++++ TEXT BLOCK ++++

Of course we find elements like iron, chromium, silver and neodymium used to build frack pumps in the shale fields as well as in wind turbines. But the physics difference between the quantities needed is literally visible: A wind or solar farm stretching to the horizon can be replaced by a handful of gas-fired turbines, each no bigger than a tractor-trailer.
For example, to replace the lifetime energy output from a single shale rig producing gas requires building a 6-fold greater quantity of similar-sized wind turbines. Of course, the shale rig ‘disappears’ from that shale field, and is re-used to produce more energy, while the field of wind turbines stays in sight for decades, until they wear out. And consider, because wind and solar are nearly useless without storage, it takes 60 pounds of battery to store the energy equivalent of just one pound of oil. Such realities are what leads to the ‘invisible’ amplification in the quantities of materials mined upstream, somewhere.

++++ RECORDS SHOWN ++++

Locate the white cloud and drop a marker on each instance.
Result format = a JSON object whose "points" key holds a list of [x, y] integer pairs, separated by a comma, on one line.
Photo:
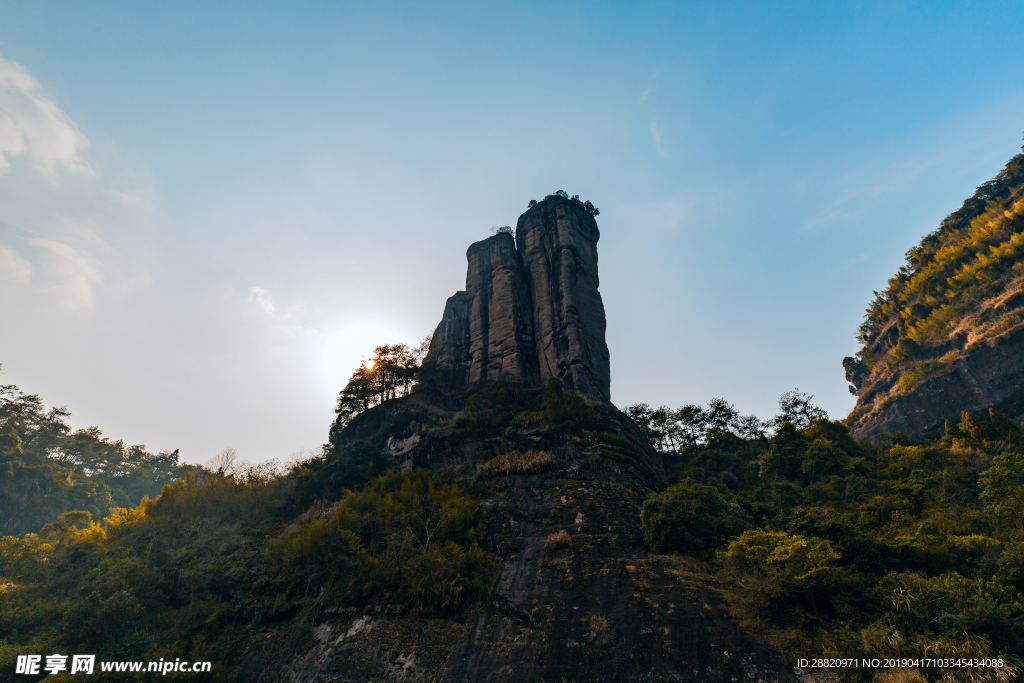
{"points": [[33, 126], [261, 298], [13, 266], [71, 271]]}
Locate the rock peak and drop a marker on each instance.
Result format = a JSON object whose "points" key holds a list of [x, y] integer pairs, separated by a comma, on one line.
{"points": [[531, 309]]}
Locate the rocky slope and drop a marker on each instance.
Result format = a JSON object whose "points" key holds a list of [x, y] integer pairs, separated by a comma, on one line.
{"points": [[947, 333], [531, 309], [578, 598]]}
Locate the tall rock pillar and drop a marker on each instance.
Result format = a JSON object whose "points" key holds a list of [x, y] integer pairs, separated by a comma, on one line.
{"points": [[486, 333], [557, 241], [501, 329]]}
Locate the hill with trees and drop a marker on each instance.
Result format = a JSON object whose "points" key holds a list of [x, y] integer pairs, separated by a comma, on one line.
{"points": [[946, 334], [505, 530], [47, 469]]}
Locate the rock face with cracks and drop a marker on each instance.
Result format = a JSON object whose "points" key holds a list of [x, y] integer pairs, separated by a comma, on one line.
{"points": [[577, 597], [531, 309]]}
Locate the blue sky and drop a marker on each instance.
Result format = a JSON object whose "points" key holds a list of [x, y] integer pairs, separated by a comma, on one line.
{"points": [[209, 212]]}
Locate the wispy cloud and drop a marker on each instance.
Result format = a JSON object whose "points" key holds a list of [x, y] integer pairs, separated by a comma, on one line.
{"points": [[34, 127], [261, 298], [13, 266], [655, 137], [72, 272]]}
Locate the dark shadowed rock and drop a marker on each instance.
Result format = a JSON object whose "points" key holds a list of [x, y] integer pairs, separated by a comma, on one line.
{"points": [[501, 330], [450, 345], [558, 243]]}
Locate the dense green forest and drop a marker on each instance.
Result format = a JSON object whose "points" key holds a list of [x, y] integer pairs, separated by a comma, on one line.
{"points": [[963, 285], [46, 468], [903, 549]]}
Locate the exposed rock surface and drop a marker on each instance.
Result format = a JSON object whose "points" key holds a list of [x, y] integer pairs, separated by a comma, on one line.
{"points": [[946, 335], [531, 309], [578, 597], [987, 375], [558, 243], [501, 330]]}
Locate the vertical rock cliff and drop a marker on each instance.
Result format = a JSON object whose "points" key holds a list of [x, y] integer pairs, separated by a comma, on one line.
{"points": [[531, 309], [558, 243], [501, 330]]}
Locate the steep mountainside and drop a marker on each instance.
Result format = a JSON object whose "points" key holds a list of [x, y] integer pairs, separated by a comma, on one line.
{"points": [[947, 333], [577, 596]]}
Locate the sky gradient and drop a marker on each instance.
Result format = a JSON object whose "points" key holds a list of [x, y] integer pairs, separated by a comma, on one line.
{"points": [[210, 212]]}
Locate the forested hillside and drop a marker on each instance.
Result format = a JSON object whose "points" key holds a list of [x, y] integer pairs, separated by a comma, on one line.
{"points": [[46, 468], [945, 334], [903, 549]]}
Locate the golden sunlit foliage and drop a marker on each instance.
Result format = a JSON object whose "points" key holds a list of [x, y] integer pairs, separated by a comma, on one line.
{"points": [[906, 549], [958, 287]]}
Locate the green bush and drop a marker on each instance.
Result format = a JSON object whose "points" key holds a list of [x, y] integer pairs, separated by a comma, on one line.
{"points": [[690, 517], [407, 541]]}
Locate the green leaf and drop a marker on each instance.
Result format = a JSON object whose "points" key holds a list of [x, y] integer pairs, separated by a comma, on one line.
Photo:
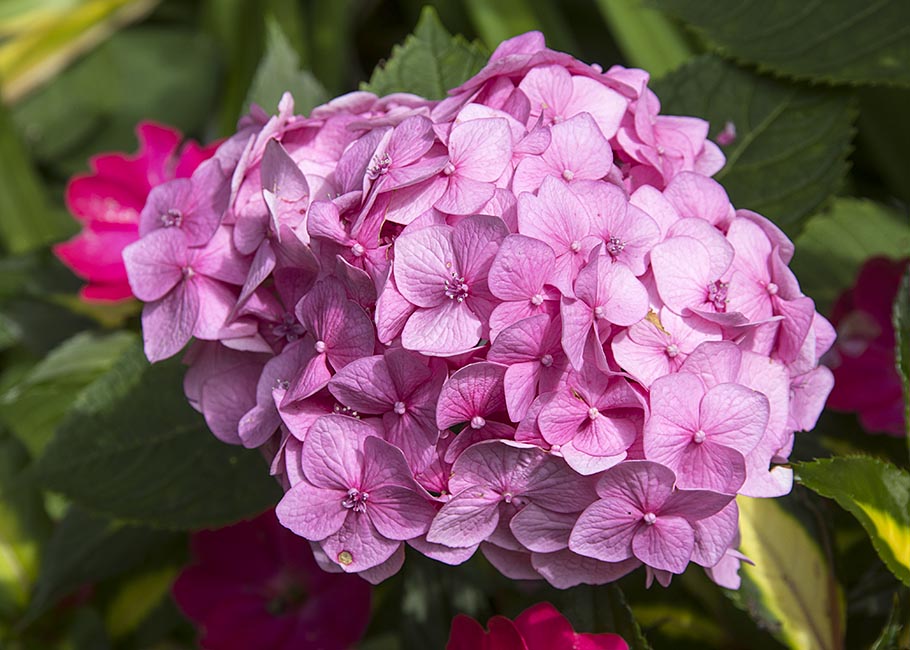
{"points": [[142, 73], [23, 526], [838, 41], [896, 633], [133, 449], [28, 221], [835, 243], [647, 38], [790, 152], [791, 581], [279, 71], [34, 406], [87, 548], [429, 63], [902, 333], [875, 492]]}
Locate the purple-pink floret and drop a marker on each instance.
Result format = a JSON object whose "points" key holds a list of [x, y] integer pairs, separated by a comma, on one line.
{"points": [[523, 320]]}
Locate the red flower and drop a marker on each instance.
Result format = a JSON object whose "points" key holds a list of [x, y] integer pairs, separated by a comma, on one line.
{"points": [[863, 358], [108, 201], [540, 627], [256, 585]]}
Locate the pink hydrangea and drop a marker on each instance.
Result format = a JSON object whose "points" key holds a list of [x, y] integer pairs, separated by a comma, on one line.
{"points": [[523, 320], [108, 202]]}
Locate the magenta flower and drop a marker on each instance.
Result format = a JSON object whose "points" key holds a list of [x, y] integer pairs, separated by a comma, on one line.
{"points": [[108, 201], [703, 435], [276, 598], [866, 379], [442, 271], [641, 515], [357, 499], [540, 627]]}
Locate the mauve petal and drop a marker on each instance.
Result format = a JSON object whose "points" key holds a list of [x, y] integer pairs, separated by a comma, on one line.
{"points": [[167, 324], [155, 263], [604, 531], [313, 512], [424, 262], [466, 519], [445, 330], [358, 546]]}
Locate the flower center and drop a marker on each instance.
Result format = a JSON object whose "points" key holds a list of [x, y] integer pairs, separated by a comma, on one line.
{"points": [[615, 246], [456, 288], [717, 295], [172, 218], [379, 166], [356, 500]]}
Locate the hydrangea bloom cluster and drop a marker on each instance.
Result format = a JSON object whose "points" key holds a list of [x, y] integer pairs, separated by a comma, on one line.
{"points": [[523, 320], [107, 203]]}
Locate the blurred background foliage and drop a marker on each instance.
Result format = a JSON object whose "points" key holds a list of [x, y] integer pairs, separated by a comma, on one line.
{"points": [[818, 95]]}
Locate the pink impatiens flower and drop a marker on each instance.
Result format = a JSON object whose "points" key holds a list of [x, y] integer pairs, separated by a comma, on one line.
{"points": [[108, 201], [357, 498], [540, 627], [276, 598]]}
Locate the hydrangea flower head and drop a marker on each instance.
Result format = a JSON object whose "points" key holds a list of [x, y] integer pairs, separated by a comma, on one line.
{"points": [[522, 320]]}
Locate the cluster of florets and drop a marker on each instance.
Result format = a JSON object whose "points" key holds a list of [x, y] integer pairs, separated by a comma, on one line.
{"points": [[523, 320]]}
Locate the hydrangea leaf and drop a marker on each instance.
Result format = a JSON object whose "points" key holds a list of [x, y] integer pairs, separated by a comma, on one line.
{"points": [[429, 62], [29, 221], [902, 332], [835, 243], [790, 587], [133, 449], [837, 41], [790, 151], [24, 526], [875, 492], [87, 548], [36, 404], [279, 71]]}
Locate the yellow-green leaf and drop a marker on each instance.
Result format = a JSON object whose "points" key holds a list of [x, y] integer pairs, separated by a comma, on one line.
{"points": [[875, 492], [791, 580]]}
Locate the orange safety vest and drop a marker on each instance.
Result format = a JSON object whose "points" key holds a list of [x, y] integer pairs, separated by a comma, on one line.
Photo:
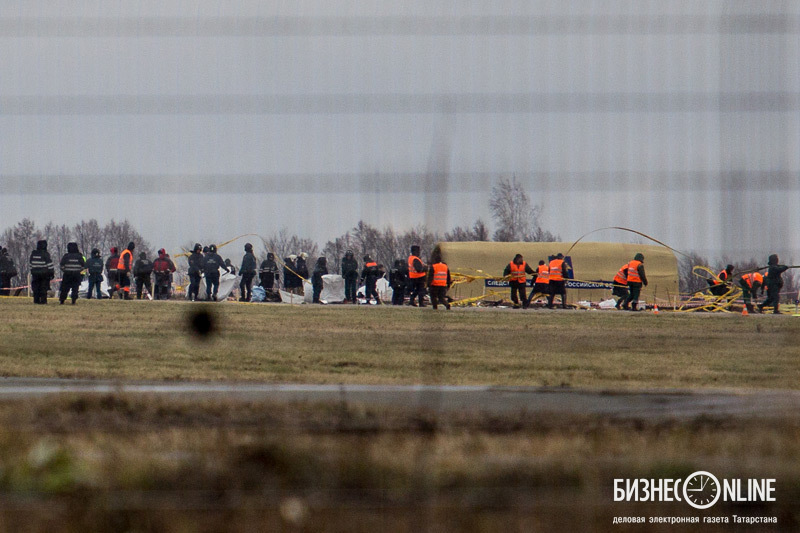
{"points": [[517, 272], [543, 274], [620, 278], [121, 264], [412, 273], [439, 275], [753, 277], [556, 272], [633, 272]]}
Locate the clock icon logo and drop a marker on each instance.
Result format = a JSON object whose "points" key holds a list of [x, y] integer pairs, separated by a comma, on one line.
{"points": [[701, 490]]}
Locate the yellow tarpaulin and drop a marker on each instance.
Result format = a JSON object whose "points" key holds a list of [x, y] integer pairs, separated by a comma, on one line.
{"points": [[591, 261]]}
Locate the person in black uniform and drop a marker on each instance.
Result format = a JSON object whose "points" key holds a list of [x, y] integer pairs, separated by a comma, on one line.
{"points": [[111, 271], [213, 262], [7, 271], [95, 267], [320, 269], [248, 272], [417, 272], [42, 271], [302, 270], [290, 279], [268, 272], [163, 267], [196, 267], [71, 266], [142, 272], [370, 274], [350, 275], [774, 284], [398, 279]]}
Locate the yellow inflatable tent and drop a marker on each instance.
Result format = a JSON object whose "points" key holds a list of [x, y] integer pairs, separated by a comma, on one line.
{"points": [[594, 265]]}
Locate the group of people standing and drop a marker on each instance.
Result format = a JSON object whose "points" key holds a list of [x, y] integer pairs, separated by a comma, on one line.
{"points": [[550, 280], [751, 282], [412, 277], [119, 267]]}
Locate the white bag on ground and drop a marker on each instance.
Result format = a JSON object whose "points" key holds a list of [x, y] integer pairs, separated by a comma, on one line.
{"points": [[332, 289], [259, 294], [103, 289], [383, 288], [227, 282]]}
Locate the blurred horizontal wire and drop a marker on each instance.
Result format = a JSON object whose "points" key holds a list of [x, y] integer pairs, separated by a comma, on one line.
{"points": [[763, 23], [309, 104], [411, 182]]}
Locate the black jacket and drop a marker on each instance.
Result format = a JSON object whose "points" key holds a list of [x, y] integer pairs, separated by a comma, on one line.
{"points": [[774, 280], [40, 261], [319, 271], [142, 267], [349, 268], [370, 274], [528, 269], [269, 268], [301, 269], [248, 264], [94, 265], [72, 262], [398, 277], [196, 263], [290, 279], [212, 263]]}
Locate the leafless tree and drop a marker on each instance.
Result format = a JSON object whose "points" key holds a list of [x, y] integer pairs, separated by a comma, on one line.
{"points": [[516, 218], [20, 240], [478, 232], [89, 235], [282, 244], [119, 234]]}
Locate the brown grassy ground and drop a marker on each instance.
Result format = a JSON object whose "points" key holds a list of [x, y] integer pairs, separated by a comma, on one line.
{"points": [[344, 344], [117, 463]]}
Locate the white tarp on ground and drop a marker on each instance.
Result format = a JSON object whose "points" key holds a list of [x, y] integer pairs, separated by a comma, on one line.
{"points": [[332, 289], [289, 298], [85, 287], [306, 298], [382, 286], [227, 282]]}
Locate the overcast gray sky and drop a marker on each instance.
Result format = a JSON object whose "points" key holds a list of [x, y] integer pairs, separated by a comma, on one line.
{"points": [[207, 120]]}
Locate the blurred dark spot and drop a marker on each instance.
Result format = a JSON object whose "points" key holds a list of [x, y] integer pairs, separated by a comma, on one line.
{"points": [[202, 323]]}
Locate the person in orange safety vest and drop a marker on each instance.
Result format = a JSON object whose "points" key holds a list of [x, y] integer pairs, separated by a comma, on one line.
{"points": [[541, 285], [124, 271], [517, 270], [620, 288], [636, 279], [438, 281], [558, 285]]}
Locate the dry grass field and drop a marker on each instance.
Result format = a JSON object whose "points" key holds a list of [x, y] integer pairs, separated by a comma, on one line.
{"points": [[148, 463], [366, 344]]}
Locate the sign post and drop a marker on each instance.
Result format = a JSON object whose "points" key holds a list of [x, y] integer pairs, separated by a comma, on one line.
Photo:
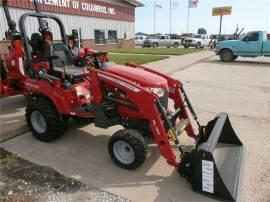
{"points": [[220, 11]]}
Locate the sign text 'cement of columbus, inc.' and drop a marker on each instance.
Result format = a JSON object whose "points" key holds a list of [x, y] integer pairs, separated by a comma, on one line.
{"points": [[74, 4]]}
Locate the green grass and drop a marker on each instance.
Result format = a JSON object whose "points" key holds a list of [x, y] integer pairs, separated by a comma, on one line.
{"points": [[138, 59], [156, 51]]}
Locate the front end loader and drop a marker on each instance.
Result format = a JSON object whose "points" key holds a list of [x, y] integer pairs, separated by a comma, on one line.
{"points": [[213, 166]]}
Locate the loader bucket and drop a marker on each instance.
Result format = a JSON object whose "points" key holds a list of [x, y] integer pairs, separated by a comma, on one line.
{"points": [[217, 161]]}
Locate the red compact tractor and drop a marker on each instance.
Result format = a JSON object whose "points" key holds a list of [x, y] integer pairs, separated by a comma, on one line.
{"points": [[133, 96]]}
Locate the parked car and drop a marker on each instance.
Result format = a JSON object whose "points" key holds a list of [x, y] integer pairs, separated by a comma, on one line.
{"points": [[161, 40], [184, 36], [139, 40], [198, 41], [253, 44]]}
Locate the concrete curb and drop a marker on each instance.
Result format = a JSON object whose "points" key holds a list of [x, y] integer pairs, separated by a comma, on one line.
{"points": [[13, 133], [190, 64]]}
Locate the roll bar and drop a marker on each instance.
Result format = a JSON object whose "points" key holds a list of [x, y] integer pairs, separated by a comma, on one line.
{"points": [[11, 23], [24, 34]]}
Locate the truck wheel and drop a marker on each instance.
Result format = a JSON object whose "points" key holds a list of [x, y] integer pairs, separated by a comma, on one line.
{"points": [[198, 45], [155, 45], [127, 148], [45, 123], [227, 55]]}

++++

_WHAT THE TASK ASKS:_ Please write out the passage on shale and wind energy word for word, starting with "For example, to" and going on through "mined upstream, somewhere.". The data have no connection to the passage on shale and wind energy.

_RESULT BELOW:_
For example, to replace the lifetime energy output from a single shale rig producing gas requires building a 6-fold greater quantity of similar-sized wind turbines. Of course, the shale rig ‘disappears’ from that shale field, and is re-used to produce more energy, while the field of wind turbines stays in sight for decades, until they wear out. And consider, because wind and solar are nearly useless without storage, it takes 60 pounds of battery to store the energy equivalent of just one pound of oil. Such realities are what leads to the ‘invisible’ amplification in the quantities of materials mined upstream, somewhere.